GIVEN TEXT
Back in 2022-2023, I encountered an interesting bug that caused unreclaimable kernel memory growth on Ubuntu servers running containerized workloads. The key word here is unreclaimable — this memory cannot be freed without rebooting the kernel. No echo 3 > /proc/sys/vm/drop_caches, no service restart, no container reboot. Only a full host node reboot releases it.

The Configuration

A systemd unit that restarts on failure:

[Unit]
After=network-online.target
Wants=network-online.target
StartLimitIntervalSec=0

[Service]
Type=exec
DynamicUser=true

ExecStart=bash -c 'echo bug; exit 1'

ProtectSystem=strict
ProtectHome=yes
ProtectKernelModules=yes
ProtectKernelLogs=yes
ProtectControlGroups=yes
ProtectClock=yes
PrivateDevices=yes
PrivateTmp=yes

RestartSec=1ms
Restart=always

[Install]
WantedBy=multi-user.target

The daemon would exit if a required network interface or config file wasn’t present, then restart. During network issues or misconfigurations, this created restart loops — accumulating over days and weeks.

Image location labeling entries

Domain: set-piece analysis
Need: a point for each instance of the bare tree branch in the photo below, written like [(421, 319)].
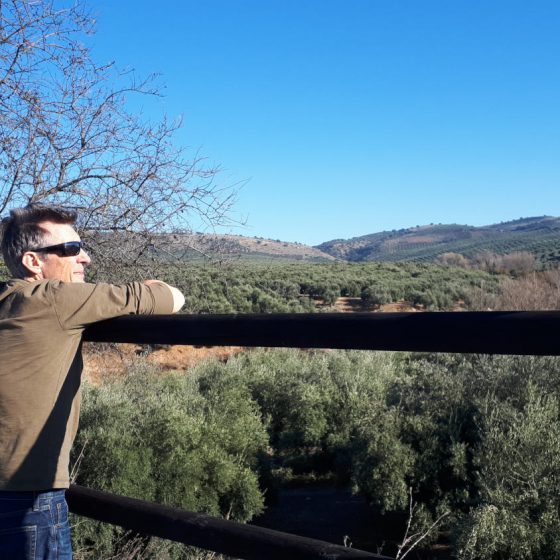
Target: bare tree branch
[(67, 136)]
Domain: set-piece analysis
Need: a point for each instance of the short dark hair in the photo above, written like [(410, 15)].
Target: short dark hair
[(21, 231)]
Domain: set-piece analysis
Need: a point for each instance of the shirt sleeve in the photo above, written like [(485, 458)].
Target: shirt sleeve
[(80, 304)]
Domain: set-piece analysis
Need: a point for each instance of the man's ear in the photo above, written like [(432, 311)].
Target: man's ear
[(32, 263)]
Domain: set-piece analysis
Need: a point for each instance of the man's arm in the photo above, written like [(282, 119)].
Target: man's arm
[(178, 297)]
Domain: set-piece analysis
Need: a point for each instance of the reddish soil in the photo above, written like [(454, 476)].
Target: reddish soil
[(105, 361), (355, 305)]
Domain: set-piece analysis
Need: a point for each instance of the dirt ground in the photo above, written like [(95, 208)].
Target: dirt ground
[(102, 361), (109, 360)]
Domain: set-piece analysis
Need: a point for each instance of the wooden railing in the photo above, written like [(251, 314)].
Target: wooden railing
[(535, 333)]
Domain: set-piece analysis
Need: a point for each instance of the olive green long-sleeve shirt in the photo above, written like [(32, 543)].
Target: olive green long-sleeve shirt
[(41, 326)]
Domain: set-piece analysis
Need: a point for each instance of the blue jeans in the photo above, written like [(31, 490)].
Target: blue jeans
[(34, 526)]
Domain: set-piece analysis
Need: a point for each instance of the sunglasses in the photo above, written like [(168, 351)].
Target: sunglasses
[(68, 249)]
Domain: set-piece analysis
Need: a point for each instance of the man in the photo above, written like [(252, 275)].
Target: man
[(44, 310)]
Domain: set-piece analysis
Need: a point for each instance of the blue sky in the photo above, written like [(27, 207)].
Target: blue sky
[(343, 118)]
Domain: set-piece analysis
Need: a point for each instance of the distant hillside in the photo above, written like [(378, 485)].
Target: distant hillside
[(252, 248), (538, 235)]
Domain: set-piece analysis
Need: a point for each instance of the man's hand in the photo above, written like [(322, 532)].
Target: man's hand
[(178, 297)]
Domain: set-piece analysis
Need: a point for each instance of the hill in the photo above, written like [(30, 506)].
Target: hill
[(246, 248), (538, 235)]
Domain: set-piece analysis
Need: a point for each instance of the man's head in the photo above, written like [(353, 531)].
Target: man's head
[(39, 242)]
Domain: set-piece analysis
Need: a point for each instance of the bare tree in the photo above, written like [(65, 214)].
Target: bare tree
[(67, 137)]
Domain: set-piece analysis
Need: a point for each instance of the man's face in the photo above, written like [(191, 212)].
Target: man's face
[(55, 267)]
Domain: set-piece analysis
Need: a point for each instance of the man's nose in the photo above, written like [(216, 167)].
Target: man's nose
[(83, 257)]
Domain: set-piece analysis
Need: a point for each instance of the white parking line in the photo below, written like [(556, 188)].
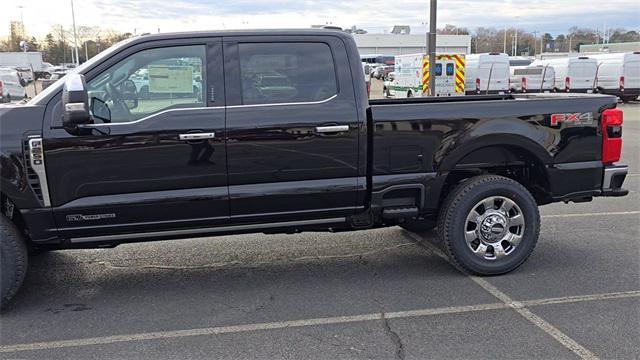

PROBLEMS AND TASKS
**a)** Decide whether each statement agrees with the post about the kernel memory bug, answering yes or no and quoting the words that settle it: (i) Restarting the service frees the memory. (ii) The unit waits one millisecond before restarting. (iii) The restart loops built up over days and weeks.
**b)** From the post about the kernel memory bug, reproduce word for word the stretch from "Back in 2022-2023, I" through "reboot releases it.".
**c)** Resume the post about the kernel memory bug, picking up right after its last sentence.

EXERCISE ANSWERS
**a)**
(i) No: "No echo 3 > /proc/sys/vm/drop_caches, no service restart, no container reboot."
(ii) Yes: "RestartSec=1ms"
(iii) Yes: "this created restart loops — accumulating over days and weeks."

**b)**
Back in 2022-2023, I encountered an interesting bug that caused unreclaimable kernel memory growth on Ubuntu servers running containerized workloads. The key word here is unreclaimable — this memory cannot be freed without rebooting the kernel. No echo 3 > /proc/sys/vm/drop_caches, no service restart, no container reboot. Only a full host node reboot releases it.

**c)**
Observed Behavior

  • SUnreclaim in /proc/meminfo growing slowly but steadily
  • Eventually OOM kills across unrelated processes
  • Container restarts did nothing — the memory is in host kernel space
  • Only host node reboot reclaimed the memory

This last point is critical for containerized environments (LXC/LXD/Proxmox). The kernel is shared between all containers. When unreclaimable slab grows, you cannot fix it by restarting the affected container. You must reboot the entire host — taking down all workloads on that node.

SUnreclaim growth chart

SUnreclaim stable growing ~60mb/day — seems to slow, but multiplies fast on multi-container envs

Root Cause: Cgroup Memory Accounting Bug

The Linux kernel has a bug in cgroup memory controller. When systemd creates and destroys cgroups:

  • mem_cgroup_css_alloc() allocates kernel structures for each new cgroup
  • mem_cgroup_css_offline() is called when cgroup is removed
  • But mem_cgroup_css_free() is NOT always called

The percpu_ref reference counting mechanism fails to fully release the structures. These allocations go into slab_unreclaimable — kernel memory that cannot be reclaimed by any means except reboot.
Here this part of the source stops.